----- Excerpt -----

HARARE – Zimbabwe earned US$410 million in mineral exports in the first two months of the year, signifying a 36 percent jump compared to the same period last year.
This is according to statistics availed to The Herald Finance & Business by an official at the Ministry of Finance and Economic Development.
This figure is for all the country’s mineral exports excluding gold.
In 2019 the country recorded revenue of about US$300 million in the same period.
The 36 percent increase this year, however, still fell three percent shot of Government set target of US$422 million in the first two months of the year.
Despite falling three percent off target, authorities will be encouraged by the sharp increase that is in line with Government’s strategy to grow exports from the extractive sector.
The Ministry of Mines and Mining Development is running with a 2023 milestone by which annual exports are expected to reach the US$12 billion mark up from US$2, 7 billion in 2017.
Although Ministers Winston Chitando and Mthuli Ncube as well as the Minerals and Marketing Cooperation of Zimbabwe (MMCZ) were not immediately available for comment, an official at Treasury Department said Government was encouraged by the jump.
He said the increase should especially be read in the context of Covid-19 disturbances, which have rocked China, a major economic global player, from late last year.
“We had budgeted US$422 million for those two months up from about US$300 million in the same period last year,” said the official who declined to be named.

----- Input data -----

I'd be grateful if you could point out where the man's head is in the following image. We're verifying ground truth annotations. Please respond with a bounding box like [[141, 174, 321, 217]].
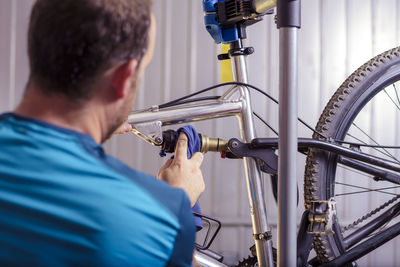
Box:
[[21, 0, 155, 141], [28, 0, 151, 102]]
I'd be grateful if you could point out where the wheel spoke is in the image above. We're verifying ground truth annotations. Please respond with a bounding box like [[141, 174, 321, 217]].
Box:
[[335, 182, 400, 196], [347, 126, 400, 163], [393, 84, 400, 108], [383, 89, 400, 110]]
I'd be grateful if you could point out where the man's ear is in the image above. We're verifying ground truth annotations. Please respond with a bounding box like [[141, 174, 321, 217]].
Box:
[[111, 59, 138, 99]]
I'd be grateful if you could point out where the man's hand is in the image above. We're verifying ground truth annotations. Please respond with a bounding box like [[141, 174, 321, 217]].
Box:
[[157, 133, 205, 207], [114, 122, 132, 134]]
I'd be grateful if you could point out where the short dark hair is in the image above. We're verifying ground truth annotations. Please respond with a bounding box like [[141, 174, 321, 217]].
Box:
[[28, 0, 151, 100]]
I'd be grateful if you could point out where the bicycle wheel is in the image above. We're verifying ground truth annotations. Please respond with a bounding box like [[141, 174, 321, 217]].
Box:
[[304, 47, 400, 262]]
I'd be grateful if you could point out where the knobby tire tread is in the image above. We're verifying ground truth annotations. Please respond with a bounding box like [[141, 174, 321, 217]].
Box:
[[304, 47, 400, 262]]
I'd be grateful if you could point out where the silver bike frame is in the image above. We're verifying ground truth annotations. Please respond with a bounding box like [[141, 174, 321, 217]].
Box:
[[127, 48, 273, 266]]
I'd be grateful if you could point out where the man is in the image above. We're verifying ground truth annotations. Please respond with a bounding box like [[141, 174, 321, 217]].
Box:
[[0, 0, 204, 266]]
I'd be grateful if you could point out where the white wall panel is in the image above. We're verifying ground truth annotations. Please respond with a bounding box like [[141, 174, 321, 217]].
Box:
[[0, 0, 400, 266]]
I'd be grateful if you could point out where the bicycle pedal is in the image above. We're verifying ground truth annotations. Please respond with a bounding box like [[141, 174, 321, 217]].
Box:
[[307, 198, 336, 235]]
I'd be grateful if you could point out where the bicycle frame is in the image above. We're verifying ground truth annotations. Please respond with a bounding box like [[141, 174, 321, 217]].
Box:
[[127, 38, 273, 266]]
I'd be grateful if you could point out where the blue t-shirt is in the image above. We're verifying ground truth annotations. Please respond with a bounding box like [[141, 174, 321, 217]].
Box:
[[0, 113, 195, 266]]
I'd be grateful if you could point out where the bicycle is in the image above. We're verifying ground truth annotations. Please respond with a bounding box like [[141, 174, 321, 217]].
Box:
[[128, 1, 400, 266]]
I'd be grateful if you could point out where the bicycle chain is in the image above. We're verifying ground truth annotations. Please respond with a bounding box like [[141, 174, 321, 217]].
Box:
[[342, 195, 400, 233]]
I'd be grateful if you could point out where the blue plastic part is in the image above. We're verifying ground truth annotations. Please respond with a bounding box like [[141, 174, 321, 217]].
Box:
[[203, 0, 221, 12], [203, 0, 239, 44], [204, 14, 223, 44]]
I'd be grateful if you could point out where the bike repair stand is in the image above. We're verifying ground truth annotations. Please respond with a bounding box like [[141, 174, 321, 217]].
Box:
[[277, 0, 300, 266]]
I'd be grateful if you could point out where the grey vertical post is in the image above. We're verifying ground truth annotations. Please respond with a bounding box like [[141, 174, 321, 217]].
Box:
[[231, 41, 274, 267], [277, 0, 300, 267]]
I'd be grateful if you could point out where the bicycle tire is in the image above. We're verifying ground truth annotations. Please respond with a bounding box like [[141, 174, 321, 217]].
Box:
[[304, 47, 400, 263]]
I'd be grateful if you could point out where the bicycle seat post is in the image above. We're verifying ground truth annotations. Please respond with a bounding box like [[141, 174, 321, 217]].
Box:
[[229, 38, 274, 266]]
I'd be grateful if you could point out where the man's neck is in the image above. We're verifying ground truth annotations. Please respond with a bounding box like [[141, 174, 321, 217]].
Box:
[[14, 88, 103, 143]]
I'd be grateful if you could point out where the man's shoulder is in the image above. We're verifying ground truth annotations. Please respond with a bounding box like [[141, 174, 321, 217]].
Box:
[[104, 155, 190, 220]]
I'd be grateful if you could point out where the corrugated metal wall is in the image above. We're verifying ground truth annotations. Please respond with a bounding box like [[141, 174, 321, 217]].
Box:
[[0, 0, 400, 266]]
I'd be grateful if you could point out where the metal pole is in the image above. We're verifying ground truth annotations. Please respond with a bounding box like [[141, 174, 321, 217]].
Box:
[[277, 0, 300, 267], [231, 41, 274, 267]]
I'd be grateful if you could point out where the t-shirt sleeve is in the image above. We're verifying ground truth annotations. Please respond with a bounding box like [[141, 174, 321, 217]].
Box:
[[167, 193, 196, 266]]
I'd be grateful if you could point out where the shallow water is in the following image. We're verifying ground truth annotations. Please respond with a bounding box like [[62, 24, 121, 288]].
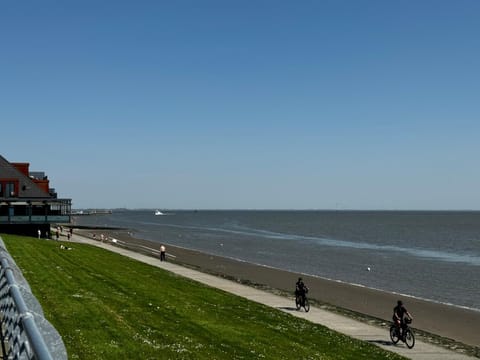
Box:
[[75, 210, 480, 311]]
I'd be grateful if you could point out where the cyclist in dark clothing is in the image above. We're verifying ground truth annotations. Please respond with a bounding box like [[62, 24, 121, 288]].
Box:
[[393, 300, 413, 338], [295, 278, 308, 303]]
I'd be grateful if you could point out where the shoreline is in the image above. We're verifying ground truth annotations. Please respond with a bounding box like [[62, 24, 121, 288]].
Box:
[[74, 227, 480, 357]]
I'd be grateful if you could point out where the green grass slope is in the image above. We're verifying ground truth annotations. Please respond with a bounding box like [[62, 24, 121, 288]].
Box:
[[2, 235, 401, 360]]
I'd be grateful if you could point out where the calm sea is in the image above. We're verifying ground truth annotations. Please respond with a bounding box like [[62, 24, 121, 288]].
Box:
[[75, 210, 480, 311]]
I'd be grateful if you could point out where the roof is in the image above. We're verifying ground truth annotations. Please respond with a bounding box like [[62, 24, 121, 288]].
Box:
[[0, 155, 52, 199]]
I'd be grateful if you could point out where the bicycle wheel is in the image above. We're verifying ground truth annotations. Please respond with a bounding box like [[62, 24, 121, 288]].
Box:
[[303, 298, 310, 312], [390, 325, 400, 344], [405, 329, 415, 349]]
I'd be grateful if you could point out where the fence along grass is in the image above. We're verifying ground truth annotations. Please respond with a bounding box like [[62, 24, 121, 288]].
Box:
[[2, 235, 402, 360]]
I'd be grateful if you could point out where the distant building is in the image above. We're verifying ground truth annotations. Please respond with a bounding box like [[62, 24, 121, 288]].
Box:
[[0, 155, 72, 237]]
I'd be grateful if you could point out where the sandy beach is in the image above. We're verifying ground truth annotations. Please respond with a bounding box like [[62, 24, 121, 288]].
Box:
[[75, 229, 480, 356]]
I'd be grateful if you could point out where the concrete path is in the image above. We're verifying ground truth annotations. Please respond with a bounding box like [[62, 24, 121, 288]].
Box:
[[72, 234, 475, 360]]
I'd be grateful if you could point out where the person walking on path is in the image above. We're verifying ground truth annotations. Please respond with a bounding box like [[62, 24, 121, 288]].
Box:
[[160, 245, 165, 261]]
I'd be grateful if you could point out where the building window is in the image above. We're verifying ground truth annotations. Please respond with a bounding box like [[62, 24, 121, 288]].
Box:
[[5, 182, 17, 197]]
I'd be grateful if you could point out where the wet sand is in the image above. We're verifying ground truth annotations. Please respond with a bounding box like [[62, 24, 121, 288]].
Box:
[[75, 229, 480, 357]]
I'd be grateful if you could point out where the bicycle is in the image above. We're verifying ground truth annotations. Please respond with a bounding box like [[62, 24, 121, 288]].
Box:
[[295, 291, 310, 312], [390, 319, 415, 349]]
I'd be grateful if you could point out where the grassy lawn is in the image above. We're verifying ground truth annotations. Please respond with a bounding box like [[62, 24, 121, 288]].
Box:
[[2, 235, 402, 360]]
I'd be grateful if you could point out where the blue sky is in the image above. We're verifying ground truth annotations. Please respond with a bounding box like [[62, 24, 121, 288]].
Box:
[[0, 0, 480, 210]]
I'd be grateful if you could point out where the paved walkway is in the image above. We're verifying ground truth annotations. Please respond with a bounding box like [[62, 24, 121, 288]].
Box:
[[72, 234, 475, 360]]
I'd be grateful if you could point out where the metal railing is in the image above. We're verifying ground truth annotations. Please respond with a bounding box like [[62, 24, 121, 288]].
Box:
[[0, 237, 68, 360]]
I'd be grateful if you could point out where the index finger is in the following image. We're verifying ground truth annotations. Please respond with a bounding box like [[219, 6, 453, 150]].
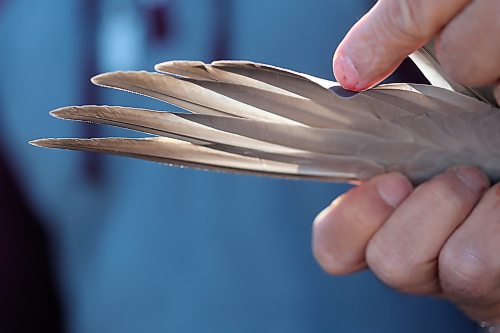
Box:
[[333, 0, 471, 91]]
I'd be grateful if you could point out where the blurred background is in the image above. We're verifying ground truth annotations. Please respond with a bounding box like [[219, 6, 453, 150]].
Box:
[[0, 0, 474, 333]]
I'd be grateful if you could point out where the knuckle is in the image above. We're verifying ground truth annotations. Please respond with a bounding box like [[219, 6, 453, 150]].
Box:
[[439, 244, 499, 302], [366, 240, 413, 292], [418, 171, 479, 216]]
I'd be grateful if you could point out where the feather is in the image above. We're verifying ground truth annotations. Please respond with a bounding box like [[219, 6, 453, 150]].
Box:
[[32, 51, 500, 184]]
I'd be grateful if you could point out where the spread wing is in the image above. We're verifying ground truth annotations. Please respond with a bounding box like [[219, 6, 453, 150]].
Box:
[[32, 51, 500, 183]]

-----

** Questions on the material **
- 1) How would you restate the paragraph of the mineral exports article that begins "Although Ministers Winston Chitando" as one shorter sentence that keeps its main facts?
- 2) Could you carry the mineral exports article further, starting after its final paragraph?

** Activity answers **
- 1) A Treasury official said Government was encouraged by the jump, though Ministers Winston Chitando and Mthuli Ncube and the Minerals and Marketing Cooperation of Zimbabwe (MMCZ) could not immediately be reached for comment.

- 2)
“Of importance is that we had not anticipated the Covid-19 disturbances, which although having gone global around March have hit China since the start of the year.
“So you can clearly see that the increase is a sign of serious work.
“We are quite encouraged that at this rate we will get to the US$12 billion on time,” he said.
The major contributors to this haul came from PGMs, Ferrochrome and Diamonds.
In the case of ferrochrome, Government – under President Mnangagwa – has been consistently hammering on the need for local mineral beneficiation as a means to recoup higher value and creating jobs.
Chances are, however, that there is going to be a sharp decline for the month of March and going into the second quarter due to global travel restrictions as a means of containing the Covid-19 pandemic.
However, Zimbabwe can still meet its target as miners have been exempted from the national 21-day lockdown.
In the absence of free global movement of goods, miners are likely to turn to product stockpiling and offload when conditions improve as is expected.